#### Exercise directions
Reproduce every line of the material below without any changes.

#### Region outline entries
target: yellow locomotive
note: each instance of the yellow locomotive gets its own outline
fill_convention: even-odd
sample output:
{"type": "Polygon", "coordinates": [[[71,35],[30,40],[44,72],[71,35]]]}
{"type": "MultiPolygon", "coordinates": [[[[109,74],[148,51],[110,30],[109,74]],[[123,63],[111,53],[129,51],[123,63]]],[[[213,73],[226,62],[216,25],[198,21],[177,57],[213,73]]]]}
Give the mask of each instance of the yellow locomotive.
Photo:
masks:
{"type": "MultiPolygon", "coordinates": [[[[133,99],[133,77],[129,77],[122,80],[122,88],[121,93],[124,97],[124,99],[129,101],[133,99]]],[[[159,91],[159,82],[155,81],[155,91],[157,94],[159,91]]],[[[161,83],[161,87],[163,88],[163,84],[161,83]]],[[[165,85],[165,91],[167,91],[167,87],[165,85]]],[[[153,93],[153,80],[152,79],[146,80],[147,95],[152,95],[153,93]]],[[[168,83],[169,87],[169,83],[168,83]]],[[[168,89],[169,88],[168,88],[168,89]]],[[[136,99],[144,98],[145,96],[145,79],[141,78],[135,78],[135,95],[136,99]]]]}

#### The response
target: yellow locomotive
note: each instance of the yellow locomotive gets its own outline
fill_convention: even-odd
sample output:
{"type": "Polygon", "coordinates": [[[71,35],[30,40],[44,72],[71,35]]]}
{"type": "MultiPolygon", "coordinates": [[[[109,74],[148,51],[110,30],[109,74]],[[123,63],[111,53],[129,51],[123,63]]],[[[213,73],[226,62],[216,25],[198,21],[177,57],[213,73]]]]}
Give the mask of each instance of the yellow locomotive.
Photo:
masks:
{"type": "MultiPolygon", "coordinates": [[[[133,99],[133,77],[129,77],[122,80],[122,88],[121,93],[124,97],[124,99],[129,101],[133,99]]],[[[159,91],[159,82],[155,81],[155,91],[157,94],[159,91]]],[[[161,83],[161,87],[163,88],[163,84],[161,83]]],[[[165,85],[165,91],[167,91],[167,87],[165,85]]],[[[153,93],[153,80],[152,79],[146,80],[147,95],[152,95],[153,93]]],[[[168,83],[169,87],[169,83],[168,83]]],[[[168,89],[169,88],[168,88],[168,89]]],[[[136,99],[144,98],[145,96],[145,79],[141,78],[135,78],[135,95],[136,99]]]]}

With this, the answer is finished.